**Written problem a**
Select every line of the records below that contains the word "hiking".

**Provided text**
══════
Additionally it has been found that when milled to preferred particles sizes and blended to the correct proportions, recovered glass flux reduces significantly the amount of energy required to fire the ceramic articles. For example ground waste glass can be blended with smaller amounts of existing fluxes such as nepheline syenite.

Preferably bodies into which the clay and flux mix are formed, are suitable to be slip cast so that they are compatible with current production moulds and production systems. Thus ideally any shrinkage of a body is similar to that of currently produced bodies. Most preferably any shrinkage of the body is less than + 1% variation of currently produced bodies.

Firing deformation is advantageously as similar to, or possibly slightly less than, currently produced bodies. A limiting value for this is believed to be in the range 80 - 100% of current deformation. An unexpected benefit of the invention is that less hydrogen fluoride gas is emitted. Hydrogen fluoride is a harmful gas. Hydrogen fluoride, and other hydrogen halides, is emitted as a result of firing the clay. As the temperature is now lower, due to the fluxing agent, less hydrogen halides are emitted.

It is important that extensive mixing of the fluxing agent is performed so that the fluxing agent is mixed intimately and dispersed throughout the clay and quartz, so as to obtain an homogenised mixture. A deflocculating agent may be used in order to assist and/or promote this mixing. Adjustment of rheology may be achieved by inclusion of acetic acid or by substitution of calcium, magnesium or aluminium sulphate, or other flocculating substances.

Ideally the percentage weight of clay lies in the range between 50% to 60%, with a corresponding percentage weight of fluxing agent in the range from 30% to 5% and sand in the range of 10-35%.

Preferably the fluxing agent includes crushed coloured glass, comprising any mixture of flint, green, brown and other coloured glass. The glass is preferably glass that has been milled or ground to an average particle size of 100 μm or less. Most preferably the average particle size is 75 μm or less.

An unexpected benefit of using crushed glass is that the ceramic article can be fired in less time than was previously possible. Thus for particular ceramic articles, such as pottery and chinaware a faster throughput is achievable. However, scheduling of other processes like casting will need to be changed.

The addition of crushed glass as a fluxing agent has also been found to improve the control of the firing of the ceramic article, by making it more predictable.

Another unexpected advantage with the invention therefore is that the previous practice of constantly having to reset and change firing times and conditions, due to variations in content of fluxing agent, is no longer required. This saves time and money and provides a more consistent quality in end product.

A further advantage of the method of manufacturing a ceramic article, is that it has been found that there is reduction in emissions of gasses such as Hydrogen Fluorides (HF), when the method is compared with existing manufacturing processes. The reduced emissions may be a corollary of firing at lower kiln temperatures and/or over a shorter firing cycle.

According to a second aspect of this invention there is provided a mixture suitable for producing a ceramic article comprising at least 80% of a sand and clay mixture and 20% or less of fluxing agent, characterised in that the flux agent comprises a mixture of conventional flux and milled glass.
══════
**Task data**
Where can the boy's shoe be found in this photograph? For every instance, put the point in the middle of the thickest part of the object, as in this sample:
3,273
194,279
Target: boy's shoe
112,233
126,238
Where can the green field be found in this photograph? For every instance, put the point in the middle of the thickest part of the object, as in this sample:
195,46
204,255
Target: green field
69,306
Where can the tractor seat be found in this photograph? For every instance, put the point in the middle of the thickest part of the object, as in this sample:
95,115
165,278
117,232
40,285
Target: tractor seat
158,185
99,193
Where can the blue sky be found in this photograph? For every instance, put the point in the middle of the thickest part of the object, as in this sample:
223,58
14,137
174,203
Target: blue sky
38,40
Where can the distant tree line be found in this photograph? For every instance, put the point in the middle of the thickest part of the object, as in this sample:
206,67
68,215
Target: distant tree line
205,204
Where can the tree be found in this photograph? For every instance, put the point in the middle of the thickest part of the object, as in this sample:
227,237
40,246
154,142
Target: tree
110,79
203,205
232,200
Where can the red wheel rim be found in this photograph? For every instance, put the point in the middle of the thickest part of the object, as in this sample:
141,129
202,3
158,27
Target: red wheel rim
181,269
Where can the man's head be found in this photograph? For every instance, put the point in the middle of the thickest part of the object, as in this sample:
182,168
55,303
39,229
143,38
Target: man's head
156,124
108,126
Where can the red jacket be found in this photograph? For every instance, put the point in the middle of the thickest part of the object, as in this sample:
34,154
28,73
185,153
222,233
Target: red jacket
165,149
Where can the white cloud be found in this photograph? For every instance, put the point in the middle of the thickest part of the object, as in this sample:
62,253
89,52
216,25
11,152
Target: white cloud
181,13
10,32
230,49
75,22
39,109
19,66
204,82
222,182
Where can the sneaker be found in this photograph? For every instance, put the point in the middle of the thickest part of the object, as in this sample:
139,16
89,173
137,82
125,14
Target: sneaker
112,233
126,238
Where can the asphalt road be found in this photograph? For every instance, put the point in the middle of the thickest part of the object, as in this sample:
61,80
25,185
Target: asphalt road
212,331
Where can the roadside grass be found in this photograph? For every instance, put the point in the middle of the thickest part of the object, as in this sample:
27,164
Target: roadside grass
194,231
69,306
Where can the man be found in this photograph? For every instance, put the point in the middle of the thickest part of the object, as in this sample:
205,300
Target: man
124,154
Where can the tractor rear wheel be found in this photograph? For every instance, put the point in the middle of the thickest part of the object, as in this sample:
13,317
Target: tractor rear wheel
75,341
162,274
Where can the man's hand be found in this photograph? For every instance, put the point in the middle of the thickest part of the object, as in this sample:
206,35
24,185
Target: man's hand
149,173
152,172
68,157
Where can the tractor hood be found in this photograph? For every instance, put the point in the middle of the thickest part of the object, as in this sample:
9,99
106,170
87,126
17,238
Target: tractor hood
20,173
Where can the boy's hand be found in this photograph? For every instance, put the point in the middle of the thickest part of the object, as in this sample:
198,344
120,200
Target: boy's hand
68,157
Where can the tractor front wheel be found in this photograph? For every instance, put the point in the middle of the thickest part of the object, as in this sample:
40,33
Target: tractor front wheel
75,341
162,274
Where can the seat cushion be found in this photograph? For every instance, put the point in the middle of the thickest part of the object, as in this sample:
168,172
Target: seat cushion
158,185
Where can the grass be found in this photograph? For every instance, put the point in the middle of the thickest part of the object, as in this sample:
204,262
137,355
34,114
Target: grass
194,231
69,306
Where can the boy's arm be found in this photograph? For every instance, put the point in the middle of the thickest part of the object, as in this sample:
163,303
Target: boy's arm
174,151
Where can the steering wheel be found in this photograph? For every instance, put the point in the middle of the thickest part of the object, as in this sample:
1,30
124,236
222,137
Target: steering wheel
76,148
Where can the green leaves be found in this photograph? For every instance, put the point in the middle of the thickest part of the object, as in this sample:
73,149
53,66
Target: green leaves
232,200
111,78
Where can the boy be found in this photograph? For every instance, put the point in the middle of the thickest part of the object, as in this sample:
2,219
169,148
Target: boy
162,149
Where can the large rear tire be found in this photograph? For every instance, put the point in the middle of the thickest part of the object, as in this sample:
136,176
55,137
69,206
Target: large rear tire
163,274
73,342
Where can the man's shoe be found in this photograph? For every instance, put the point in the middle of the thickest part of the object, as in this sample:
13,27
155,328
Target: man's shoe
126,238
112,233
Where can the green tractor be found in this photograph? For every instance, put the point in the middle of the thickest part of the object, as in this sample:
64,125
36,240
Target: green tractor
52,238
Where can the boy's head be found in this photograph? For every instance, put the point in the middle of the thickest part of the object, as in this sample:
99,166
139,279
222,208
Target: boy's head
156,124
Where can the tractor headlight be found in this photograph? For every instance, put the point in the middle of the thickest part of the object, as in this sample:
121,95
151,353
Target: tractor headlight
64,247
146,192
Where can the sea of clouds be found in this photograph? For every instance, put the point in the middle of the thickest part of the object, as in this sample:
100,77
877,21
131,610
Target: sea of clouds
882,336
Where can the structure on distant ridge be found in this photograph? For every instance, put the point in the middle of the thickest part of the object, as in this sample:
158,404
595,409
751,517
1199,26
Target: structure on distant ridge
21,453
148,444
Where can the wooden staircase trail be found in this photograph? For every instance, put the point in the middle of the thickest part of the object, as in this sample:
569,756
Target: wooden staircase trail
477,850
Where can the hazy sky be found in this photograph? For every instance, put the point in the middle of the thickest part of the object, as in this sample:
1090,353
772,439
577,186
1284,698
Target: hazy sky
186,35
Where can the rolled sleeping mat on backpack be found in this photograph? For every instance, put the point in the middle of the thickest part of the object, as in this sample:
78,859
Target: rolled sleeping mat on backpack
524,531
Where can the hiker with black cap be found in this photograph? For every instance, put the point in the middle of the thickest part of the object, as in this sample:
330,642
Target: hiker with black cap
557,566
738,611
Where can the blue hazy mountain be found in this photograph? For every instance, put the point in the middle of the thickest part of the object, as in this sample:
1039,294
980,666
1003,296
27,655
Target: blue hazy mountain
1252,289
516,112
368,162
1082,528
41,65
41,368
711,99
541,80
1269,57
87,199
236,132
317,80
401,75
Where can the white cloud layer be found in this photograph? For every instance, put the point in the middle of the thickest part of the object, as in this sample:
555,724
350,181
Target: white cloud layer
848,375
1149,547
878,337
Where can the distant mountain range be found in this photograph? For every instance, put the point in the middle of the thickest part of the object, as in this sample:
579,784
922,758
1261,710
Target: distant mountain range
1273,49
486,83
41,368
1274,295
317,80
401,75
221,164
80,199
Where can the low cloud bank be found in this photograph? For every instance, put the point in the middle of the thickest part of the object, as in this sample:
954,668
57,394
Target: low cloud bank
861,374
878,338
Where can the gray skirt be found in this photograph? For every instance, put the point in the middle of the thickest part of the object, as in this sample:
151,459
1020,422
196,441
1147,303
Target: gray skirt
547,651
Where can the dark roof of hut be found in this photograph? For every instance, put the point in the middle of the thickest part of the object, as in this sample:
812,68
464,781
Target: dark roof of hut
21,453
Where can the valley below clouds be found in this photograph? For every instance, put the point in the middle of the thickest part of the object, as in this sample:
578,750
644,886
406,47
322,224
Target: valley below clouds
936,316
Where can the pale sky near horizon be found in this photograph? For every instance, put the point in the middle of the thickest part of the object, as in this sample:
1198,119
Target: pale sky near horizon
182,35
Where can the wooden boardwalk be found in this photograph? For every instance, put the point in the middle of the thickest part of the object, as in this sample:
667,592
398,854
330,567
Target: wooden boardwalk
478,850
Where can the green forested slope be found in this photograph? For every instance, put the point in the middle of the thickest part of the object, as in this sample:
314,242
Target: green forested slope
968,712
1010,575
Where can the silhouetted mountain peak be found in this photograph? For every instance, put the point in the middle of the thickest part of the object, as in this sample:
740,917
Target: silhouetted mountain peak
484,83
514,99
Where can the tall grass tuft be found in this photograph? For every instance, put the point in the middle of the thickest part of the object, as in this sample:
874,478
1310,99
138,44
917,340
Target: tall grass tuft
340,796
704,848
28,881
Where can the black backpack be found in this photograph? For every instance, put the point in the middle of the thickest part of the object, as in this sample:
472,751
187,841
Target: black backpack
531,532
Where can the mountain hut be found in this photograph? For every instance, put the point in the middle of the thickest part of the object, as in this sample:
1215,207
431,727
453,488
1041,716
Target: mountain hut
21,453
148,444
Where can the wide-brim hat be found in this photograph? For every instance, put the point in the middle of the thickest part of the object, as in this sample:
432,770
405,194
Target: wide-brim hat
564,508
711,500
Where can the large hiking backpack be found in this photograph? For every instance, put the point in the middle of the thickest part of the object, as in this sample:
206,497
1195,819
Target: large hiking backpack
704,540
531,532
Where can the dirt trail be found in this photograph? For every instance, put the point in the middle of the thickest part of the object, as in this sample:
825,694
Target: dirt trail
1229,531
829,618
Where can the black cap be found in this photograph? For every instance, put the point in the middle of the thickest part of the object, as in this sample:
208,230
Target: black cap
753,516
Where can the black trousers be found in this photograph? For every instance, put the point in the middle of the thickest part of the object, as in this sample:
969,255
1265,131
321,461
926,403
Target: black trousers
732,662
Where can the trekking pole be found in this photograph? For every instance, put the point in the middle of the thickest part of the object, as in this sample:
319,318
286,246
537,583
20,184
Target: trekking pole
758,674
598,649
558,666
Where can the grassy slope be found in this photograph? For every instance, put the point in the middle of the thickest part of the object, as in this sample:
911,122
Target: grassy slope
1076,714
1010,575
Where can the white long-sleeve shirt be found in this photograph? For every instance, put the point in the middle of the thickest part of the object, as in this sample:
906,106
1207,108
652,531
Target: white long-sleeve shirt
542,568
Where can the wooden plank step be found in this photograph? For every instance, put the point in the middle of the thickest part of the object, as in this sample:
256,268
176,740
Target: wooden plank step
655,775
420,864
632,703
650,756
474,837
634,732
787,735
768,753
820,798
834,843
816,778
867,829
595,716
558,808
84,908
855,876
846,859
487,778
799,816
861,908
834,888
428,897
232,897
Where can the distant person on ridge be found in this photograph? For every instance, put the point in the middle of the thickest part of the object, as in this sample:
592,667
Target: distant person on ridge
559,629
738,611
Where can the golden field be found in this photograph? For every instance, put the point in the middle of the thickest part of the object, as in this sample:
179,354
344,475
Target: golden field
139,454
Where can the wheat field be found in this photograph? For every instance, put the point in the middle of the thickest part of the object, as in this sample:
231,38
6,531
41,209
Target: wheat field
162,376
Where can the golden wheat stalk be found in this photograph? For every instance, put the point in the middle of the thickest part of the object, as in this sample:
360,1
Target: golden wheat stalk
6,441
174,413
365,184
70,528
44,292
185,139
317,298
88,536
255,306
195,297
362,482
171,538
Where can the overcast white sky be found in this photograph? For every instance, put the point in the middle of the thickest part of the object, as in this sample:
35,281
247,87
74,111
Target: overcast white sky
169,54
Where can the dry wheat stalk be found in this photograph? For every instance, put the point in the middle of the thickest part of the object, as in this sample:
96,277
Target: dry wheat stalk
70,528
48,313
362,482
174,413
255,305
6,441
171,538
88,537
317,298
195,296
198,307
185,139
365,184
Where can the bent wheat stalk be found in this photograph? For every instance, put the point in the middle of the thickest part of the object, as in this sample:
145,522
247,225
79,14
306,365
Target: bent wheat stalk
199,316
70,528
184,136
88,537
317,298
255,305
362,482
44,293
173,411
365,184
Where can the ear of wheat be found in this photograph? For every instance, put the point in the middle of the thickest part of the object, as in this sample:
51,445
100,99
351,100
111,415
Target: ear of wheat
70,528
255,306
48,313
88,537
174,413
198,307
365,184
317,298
══════
**Written problem b**
Print, word for word, the passage of the text on glass flux in ceramics from "A further advantage" to "shorter firing cycle.".

**Task solution a**
Where can the large hiking backpack be found in this photograph? For every instance, put the point in the middle of the thickest part of the object, as in this sample:
Target: large hiking backpack

**Task solution b**
A further advantage of the method of manufacturing a ceramic article, is that it has been found that there is reduction in emissions of gasses such as Hydrogen Fluorides (HF), when the method is compared with existing manufacturing processes. The reduced emissions may be a corollary of firing at lower kiln temperatures and/or over a shorter firing cycle.